■ Recorded data
§

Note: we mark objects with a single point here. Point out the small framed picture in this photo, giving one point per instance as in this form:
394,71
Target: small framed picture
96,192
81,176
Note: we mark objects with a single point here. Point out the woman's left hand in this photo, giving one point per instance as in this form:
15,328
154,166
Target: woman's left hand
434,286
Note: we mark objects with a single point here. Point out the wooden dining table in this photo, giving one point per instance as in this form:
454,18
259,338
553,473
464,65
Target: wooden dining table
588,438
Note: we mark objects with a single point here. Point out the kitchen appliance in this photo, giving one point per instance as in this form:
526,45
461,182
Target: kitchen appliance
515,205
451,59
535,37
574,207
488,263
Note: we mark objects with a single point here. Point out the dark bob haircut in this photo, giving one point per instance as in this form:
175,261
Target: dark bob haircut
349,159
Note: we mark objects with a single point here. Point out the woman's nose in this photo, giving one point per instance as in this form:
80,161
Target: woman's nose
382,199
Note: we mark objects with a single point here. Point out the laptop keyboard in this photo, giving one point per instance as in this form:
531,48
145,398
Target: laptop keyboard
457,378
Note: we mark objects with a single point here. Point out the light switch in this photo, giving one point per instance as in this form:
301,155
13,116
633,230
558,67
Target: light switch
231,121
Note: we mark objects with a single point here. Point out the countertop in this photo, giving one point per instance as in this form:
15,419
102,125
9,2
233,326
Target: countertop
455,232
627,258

§

■ Written exercise
Render every line of the material above as a Markdown table with the columns Row and Line, numbering each row and omitting blank lines.

■ Task result
| Row | Line |
|---|---|
| 1 | Note: we mark objects with a single point here. Point out the small framed picture in this photo, giving one point per instance as in this form: |
| 2 | 394,71 |
| 3 | Target: small framed picture |
| 4 | 96,192 |
| 5 | 81,176 |
| 6 | Note: we mark objects with a single point here. Point out the woman's left hand in this photo, giving one point per instance as in this form: |
| 7 | 15,328 |
| 8 | 154,166 |
| 9 | Target: woman's left hand |
| 10 | 434,286 |
| 11 | Note: we mark objects with a single point here. Point out the wooden dining table in this photo, giving one point per instance as in this form: |
| 12 | 454,18 |
| 13 | 259,338 |
| 14 | 553,473 |
| 15 | 464,65 |
| 16 | Target: wooden dining table |
| 17 | 588,438 |
| 18 | Note: we mark objects with a single point here. Point out the kitchen appliance in this photo, giving one point per instance as in this form: |
| 19 | 526,45 |
| 20 | 461,182 |
| 21 | Target: kitchen appliance |
| 22 | 515,205 |
| 23 | 451,59 |
| 24 | 535,37 |
| 25 | 574,207 |
| 26 | 488,263 |
| 27 | Note: we mark objects with a single point here. Point out the dark bob haircut in this photo, giving one point per instance as in this form: |
| 28 | 175,261 |
| 29 | Target: dark bob haircut |
| 30 | 349,159 |
| 31 | Note: we mark objects with a single point here. Point out the woman's nose in this photo, giving one point per instance as in this form: |
| 32 | 80,161 |
| 33 | Target: woman's nose |
| 34 | 382,199 |
| 35 | Note: we mark objects with a single point here. Point out the laptop keyboard in this photo, giving one point per instance as in this form: |
| 36 | 531,48 |
| 37 | 145,398 |
| 38 | Target: laptop keyboard |
| 39 | 457,378 |
| 40 | Note: we mark objects with a single point here. Point out the light switch in this photo, giving one point per instance as in this form: |
| 41 | 301,155 |
| 42 | 13,116 |
| 43 | 633,230 |
| 44 | 558,67 |
| 45 | Target: light switch |
| 46 | 231,121 |
| 47 | Note: we mark objects with a single point here. Point out the countertop in this photo, giving one point per instance as in this form: |
| 48 | 15,419 |
| 49 | 102,125 |
| 50 | 9,2 |
| 51 | 233,326 |
| 52 | Target: countertop |
| 53 | 455,232 |
| 54 | 627,258 |